**What is expected:** Reproduce word for word the part of the entries that opens with the line containing "fiber texture visible" and continues through the end of the entries, including both ends.

**Data entries:**
☆ ☆ ☆ ☆ ☆

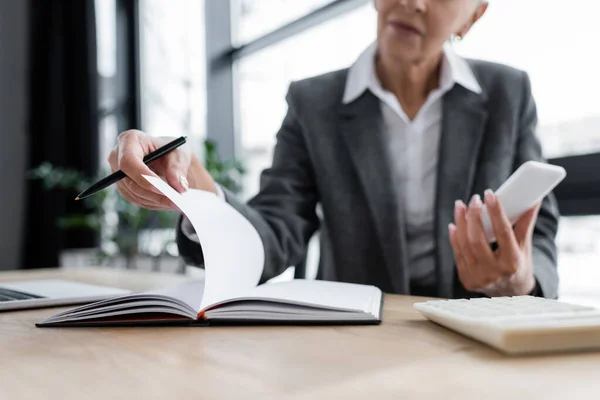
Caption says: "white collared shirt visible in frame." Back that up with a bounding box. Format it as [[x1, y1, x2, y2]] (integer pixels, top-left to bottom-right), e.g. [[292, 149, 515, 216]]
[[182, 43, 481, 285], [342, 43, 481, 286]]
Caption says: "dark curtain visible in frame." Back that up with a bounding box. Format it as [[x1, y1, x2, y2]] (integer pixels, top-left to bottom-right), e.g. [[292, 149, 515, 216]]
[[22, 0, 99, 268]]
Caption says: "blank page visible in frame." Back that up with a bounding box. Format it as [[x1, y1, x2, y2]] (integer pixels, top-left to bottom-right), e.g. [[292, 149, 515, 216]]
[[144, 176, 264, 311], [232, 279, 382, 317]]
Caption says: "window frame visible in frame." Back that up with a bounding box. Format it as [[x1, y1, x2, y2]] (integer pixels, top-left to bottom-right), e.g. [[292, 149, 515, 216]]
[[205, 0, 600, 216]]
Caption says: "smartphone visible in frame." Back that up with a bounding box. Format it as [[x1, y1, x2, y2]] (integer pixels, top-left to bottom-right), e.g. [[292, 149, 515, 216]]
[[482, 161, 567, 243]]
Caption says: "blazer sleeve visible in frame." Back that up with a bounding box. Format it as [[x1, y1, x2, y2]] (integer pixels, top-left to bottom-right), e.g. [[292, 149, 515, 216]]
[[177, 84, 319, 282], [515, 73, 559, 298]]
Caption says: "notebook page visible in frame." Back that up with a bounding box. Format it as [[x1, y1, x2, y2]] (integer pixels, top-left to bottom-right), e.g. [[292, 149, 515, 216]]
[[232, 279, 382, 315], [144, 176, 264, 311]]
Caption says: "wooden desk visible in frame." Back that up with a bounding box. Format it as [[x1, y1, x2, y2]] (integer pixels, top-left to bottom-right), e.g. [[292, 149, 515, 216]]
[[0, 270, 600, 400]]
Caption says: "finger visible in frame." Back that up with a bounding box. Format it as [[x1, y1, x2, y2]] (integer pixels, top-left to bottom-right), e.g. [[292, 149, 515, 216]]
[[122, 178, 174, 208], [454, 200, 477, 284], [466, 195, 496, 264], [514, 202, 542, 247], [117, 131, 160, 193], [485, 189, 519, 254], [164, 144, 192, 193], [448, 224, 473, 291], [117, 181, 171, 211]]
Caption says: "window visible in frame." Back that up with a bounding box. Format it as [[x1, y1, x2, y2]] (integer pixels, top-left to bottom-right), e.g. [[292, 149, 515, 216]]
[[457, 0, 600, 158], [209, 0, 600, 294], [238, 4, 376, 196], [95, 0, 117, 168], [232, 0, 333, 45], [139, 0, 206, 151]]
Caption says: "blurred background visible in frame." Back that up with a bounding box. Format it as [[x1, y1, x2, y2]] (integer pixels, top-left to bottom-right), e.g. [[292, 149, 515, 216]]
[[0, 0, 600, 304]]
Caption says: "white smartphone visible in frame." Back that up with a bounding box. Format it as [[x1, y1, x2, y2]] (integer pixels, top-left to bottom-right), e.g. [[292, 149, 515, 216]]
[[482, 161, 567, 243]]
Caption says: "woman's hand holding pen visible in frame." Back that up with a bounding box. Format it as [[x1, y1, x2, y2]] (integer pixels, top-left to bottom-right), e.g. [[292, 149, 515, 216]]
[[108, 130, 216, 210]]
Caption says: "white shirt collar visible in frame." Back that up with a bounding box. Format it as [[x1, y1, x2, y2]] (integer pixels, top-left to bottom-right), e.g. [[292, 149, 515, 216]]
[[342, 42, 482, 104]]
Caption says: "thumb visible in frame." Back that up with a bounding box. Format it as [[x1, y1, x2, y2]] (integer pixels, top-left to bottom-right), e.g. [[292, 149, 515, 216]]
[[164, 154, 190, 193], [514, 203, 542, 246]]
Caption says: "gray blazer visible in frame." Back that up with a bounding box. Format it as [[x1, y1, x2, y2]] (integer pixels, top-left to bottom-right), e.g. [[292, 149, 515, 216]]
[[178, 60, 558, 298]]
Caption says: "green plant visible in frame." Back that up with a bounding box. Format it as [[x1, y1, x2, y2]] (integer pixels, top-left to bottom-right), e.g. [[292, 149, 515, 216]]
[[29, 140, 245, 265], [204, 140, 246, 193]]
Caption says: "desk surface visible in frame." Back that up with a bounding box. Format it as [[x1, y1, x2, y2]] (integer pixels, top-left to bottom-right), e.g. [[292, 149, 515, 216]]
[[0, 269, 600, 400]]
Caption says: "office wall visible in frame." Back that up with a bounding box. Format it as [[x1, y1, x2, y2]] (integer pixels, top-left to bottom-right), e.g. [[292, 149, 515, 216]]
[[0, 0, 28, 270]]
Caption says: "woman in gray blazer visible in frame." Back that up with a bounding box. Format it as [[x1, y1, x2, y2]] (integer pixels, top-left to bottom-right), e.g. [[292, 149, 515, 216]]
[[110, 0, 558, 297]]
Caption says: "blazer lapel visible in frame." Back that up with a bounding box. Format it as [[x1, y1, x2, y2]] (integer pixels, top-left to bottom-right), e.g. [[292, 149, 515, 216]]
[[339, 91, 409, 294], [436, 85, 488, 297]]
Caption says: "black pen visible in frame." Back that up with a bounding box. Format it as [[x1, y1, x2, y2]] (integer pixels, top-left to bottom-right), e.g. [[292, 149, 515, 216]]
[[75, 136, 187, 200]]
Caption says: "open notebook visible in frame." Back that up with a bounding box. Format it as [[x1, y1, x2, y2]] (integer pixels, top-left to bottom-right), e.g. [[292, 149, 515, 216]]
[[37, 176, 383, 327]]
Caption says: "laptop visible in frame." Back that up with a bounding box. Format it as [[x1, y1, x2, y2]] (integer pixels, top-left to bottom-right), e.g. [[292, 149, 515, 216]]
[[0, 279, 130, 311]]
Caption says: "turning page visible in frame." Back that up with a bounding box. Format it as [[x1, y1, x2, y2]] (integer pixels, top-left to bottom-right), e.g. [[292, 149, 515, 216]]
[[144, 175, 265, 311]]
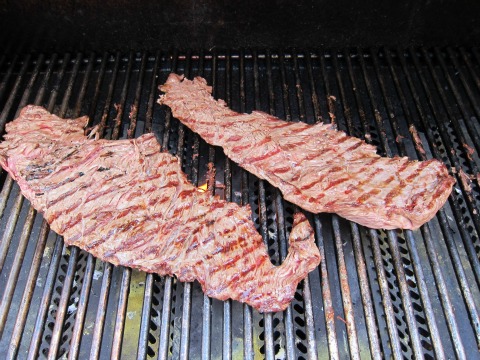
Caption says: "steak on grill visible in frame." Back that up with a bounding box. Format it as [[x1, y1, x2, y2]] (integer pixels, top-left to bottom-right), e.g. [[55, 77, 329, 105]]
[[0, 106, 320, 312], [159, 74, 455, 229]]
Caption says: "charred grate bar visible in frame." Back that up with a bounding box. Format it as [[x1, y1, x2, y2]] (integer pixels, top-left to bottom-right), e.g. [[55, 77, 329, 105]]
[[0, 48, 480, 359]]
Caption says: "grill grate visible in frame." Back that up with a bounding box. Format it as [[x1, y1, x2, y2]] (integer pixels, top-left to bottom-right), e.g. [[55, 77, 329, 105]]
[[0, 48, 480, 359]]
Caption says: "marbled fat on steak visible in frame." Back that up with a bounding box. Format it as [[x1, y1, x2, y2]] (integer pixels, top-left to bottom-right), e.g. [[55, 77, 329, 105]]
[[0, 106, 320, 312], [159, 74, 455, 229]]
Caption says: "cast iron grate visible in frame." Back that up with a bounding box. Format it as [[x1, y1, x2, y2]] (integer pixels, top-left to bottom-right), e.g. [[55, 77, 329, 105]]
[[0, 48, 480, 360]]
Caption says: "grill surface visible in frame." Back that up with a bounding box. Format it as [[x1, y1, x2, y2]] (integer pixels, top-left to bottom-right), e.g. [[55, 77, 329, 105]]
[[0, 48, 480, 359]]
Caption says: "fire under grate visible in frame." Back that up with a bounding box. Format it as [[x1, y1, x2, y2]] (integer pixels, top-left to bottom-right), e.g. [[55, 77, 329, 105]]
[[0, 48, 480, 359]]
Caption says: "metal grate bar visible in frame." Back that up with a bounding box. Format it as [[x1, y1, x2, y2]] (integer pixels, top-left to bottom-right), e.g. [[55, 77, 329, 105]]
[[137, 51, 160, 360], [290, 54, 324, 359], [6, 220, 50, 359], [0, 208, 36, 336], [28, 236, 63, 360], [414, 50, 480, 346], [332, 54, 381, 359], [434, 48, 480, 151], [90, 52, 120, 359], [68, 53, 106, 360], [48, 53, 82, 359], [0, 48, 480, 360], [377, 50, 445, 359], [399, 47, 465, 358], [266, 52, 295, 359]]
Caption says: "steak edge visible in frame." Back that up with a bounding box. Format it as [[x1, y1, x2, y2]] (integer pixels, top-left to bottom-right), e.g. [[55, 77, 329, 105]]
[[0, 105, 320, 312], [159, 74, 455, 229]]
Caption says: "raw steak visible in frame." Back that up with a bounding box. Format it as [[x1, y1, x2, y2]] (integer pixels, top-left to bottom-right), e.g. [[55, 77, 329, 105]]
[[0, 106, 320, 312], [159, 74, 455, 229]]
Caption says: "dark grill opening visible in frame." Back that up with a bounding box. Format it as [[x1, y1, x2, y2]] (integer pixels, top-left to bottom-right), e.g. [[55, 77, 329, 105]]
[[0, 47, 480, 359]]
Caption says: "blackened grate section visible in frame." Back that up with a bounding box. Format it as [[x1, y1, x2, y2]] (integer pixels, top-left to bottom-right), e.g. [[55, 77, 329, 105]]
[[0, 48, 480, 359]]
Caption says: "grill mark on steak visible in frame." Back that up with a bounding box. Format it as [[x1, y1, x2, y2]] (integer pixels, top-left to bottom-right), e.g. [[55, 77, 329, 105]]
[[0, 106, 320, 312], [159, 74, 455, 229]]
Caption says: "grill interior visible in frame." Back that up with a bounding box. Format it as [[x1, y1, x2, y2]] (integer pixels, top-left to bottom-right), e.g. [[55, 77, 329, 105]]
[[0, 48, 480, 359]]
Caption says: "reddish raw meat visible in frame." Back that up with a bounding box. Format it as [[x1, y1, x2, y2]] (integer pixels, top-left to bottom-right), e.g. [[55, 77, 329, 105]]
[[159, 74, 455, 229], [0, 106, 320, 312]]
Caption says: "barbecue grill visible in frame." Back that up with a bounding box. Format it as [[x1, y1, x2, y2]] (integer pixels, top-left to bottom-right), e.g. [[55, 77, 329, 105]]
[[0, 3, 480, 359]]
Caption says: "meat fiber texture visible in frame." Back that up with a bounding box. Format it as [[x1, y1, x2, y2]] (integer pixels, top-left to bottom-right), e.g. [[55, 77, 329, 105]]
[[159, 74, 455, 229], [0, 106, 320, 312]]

☆ ☆ ☆ ☆ ☆

**Exercise answer:**
Caption says: "meat fiber texture visible in frame." Back that up with a bounding box. Format it as [[x1, y1, x2, y2]] (integer pixels, top-left to bottom-right), e.g. [[55, 77, 329, 105]]
[[159, 74, 455, 229], [0, 106, 320, 312]]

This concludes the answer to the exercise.